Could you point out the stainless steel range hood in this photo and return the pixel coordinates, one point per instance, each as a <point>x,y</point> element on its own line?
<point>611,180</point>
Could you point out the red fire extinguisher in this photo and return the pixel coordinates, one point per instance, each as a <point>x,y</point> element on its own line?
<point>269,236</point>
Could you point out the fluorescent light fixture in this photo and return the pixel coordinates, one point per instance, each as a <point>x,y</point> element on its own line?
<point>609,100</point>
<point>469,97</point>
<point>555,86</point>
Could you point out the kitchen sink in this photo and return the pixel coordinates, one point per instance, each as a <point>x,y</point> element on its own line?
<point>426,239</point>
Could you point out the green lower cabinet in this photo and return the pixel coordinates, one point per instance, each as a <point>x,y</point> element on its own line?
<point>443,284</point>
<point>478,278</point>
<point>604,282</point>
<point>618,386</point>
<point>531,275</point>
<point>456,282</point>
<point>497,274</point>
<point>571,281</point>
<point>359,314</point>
....................
- **OBJECTIVE**
Write out all of the items above again, requests included, and add -123 to each x and y coordinate in the answers.

- **WORKED SOLUTION**
Could you point out the stainless steel range hood in this photo and return the pixel coordinates, one point per instance, each as a <point>x,y</point> element on its own line?
<point>488,57</point>
Could you point out the red fire extinguisher in this photo and return the pixel coordinates, one point per instance, each as a <point>x,y</point> element on its own line?
<point>146,113</point>
Could you point out the fluorescent light fixture in this photo and return the pixel coordinates, one point per instance, each as a <point>x,y</point> element on its own line?
<point>486,-23</point>
<point>346,-26</point>
<point>432,-37</point>
Could you point out the kitchen sink in this photo and return the pixel coordinates, one point per instance, each as a <point>x,y</point> element on its own line?
<point>303,116</point>
Could you point out the green lower cabinet in this photo and return the pixel coordinates, one point per instance, each as a <point>x,y</point> element on its own line?
<point>320,161</point>
<point>355,155</point>
<point>481,159</point>
<point>495,263</point>
<point>408,152</point>
<point>333,159</point>
<point>374,151</point>
<point>448,158</point>
<point>236,191</point>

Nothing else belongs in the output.